─── Task material

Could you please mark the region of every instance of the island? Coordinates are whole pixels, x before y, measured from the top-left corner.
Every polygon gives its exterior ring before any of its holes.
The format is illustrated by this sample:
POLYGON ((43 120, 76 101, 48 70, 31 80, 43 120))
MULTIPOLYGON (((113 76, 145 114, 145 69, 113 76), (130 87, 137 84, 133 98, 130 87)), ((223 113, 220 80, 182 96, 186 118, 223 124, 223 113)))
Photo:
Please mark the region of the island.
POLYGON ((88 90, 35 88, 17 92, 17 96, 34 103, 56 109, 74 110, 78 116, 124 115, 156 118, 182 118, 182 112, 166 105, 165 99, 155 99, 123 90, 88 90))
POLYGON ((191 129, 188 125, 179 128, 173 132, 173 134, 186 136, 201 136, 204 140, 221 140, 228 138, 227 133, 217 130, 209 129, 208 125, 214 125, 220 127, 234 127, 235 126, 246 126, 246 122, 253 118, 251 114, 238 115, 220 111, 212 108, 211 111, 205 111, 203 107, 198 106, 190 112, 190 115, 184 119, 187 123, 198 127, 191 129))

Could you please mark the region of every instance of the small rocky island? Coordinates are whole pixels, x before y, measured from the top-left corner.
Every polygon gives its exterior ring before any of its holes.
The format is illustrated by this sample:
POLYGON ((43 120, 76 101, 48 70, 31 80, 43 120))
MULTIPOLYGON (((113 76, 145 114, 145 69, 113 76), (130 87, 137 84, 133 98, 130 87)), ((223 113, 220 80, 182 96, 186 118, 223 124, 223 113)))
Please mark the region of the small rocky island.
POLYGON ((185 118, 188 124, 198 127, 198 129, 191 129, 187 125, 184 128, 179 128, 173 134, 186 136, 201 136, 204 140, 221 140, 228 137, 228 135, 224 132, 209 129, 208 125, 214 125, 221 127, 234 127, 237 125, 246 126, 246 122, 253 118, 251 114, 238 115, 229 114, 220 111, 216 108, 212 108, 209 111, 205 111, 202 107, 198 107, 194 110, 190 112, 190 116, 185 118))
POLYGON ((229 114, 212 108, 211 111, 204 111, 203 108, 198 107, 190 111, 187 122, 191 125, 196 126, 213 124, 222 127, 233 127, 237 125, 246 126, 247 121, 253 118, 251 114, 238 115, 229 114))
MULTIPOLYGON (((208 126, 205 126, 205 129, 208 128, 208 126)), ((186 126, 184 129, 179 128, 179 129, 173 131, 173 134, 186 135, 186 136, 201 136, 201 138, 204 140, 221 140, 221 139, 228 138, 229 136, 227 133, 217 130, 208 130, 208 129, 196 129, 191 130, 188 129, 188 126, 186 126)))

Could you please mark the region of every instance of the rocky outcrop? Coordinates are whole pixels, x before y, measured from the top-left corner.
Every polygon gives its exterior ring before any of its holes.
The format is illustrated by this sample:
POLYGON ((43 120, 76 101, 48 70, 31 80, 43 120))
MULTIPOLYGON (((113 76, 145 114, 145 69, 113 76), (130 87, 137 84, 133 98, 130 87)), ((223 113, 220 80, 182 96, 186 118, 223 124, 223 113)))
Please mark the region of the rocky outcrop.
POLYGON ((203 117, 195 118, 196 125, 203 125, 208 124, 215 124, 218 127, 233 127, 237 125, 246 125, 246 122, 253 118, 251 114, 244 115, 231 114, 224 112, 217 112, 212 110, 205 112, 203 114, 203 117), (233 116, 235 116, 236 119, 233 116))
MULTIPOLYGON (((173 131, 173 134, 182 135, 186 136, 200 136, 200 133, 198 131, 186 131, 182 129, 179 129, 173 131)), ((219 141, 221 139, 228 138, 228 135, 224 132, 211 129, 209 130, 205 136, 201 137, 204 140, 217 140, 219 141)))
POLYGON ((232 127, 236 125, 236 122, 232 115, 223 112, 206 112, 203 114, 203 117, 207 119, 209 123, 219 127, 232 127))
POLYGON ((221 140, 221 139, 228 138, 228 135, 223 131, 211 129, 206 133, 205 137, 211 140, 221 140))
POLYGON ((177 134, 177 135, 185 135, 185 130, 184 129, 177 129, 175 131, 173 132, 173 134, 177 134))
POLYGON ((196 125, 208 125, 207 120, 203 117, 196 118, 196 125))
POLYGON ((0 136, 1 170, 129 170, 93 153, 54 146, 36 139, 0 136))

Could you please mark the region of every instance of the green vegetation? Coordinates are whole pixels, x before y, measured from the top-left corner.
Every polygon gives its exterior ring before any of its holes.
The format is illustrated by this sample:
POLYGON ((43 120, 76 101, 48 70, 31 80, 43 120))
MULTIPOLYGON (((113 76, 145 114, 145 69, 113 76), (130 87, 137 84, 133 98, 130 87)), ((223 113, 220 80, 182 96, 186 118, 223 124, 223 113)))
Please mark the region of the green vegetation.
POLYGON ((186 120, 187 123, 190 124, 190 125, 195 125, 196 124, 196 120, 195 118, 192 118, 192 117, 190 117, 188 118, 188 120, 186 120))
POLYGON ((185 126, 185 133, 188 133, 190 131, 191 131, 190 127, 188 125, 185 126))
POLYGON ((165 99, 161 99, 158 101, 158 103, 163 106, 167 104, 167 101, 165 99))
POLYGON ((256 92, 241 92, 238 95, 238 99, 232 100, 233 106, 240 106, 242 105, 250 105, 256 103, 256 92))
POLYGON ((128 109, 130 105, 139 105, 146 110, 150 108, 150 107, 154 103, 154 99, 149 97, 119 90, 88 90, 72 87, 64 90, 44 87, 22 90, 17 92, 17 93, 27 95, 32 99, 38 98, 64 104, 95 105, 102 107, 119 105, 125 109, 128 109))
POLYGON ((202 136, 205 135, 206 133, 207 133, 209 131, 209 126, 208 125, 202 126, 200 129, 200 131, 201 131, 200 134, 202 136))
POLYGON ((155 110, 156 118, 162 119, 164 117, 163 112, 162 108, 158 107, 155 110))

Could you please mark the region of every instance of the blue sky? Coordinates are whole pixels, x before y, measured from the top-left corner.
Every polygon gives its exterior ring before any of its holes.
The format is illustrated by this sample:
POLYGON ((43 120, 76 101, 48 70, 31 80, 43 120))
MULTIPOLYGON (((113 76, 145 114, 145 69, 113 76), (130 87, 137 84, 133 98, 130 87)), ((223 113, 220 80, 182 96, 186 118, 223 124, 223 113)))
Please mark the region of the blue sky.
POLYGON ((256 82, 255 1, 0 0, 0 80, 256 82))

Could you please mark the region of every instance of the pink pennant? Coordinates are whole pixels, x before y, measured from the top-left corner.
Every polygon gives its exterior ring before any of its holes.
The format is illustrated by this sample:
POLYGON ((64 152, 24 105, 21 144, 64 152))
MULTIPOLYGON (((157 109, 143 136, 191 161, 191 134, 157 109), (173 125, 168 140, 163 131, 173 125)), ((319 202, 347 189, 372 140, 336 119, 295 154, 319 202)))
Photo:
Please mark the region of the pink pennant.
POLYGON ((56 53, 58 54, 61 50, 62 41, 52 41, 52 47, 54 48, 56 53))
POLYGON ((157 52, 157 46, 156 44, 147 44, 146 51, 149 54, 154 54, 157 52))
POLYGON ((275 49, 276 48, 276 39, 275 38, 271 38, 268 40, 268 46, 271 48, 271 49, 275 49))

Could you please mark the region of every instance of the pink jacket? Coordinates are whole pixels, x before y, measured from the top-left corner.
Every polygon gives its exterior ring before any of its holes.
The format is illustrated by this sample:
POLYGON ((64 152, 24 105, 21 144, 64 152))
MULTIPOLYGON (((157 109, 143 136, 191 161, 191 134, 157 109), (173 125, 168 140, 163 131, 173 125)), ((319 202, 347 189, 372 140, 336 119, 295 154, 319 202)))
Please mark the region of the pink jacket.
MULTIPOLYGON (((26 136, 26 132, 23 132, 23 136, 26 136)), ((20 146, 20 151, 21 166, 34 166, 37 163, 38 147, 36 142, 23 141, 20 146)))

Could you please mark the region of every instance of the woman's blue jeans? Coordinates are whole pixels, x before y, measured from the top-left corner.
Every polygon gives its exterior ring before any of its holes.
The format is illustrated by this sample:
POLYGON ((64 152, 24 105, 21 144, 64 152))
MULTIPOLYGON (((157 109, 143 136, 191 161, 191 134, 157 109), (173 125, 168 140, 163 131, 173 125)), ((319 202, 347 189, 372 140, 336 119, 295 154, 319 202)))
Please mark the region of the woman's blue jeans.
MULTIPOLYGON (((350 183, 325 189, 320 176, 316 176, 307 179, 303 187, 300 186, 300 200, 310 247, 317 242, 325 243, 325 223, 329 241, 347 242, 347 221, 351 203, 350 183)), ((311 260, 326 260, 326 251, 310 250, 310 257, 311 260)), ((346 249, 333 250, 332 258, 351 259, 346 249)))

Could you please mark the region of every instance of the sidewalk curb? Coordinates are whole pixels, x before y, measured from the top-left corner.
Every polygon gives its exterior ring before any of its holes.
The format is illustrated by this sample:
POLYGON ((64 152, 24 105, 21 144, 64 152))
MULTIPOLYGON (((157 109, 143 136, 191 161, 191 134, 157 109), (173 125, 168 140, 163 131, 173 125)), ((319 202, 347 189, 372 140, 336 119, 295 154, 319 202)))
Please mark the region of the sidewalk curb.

──────

### [Request]
Pull out each line above that contains the string "jeans", matching case exactly.

### [Finished answer]
Could you please mark the region of every instance of the woman's blue jeans? Coordinates are whole pixels, x before y, measured from the top-left corner.
Please mark the region of the woman's blue jeans.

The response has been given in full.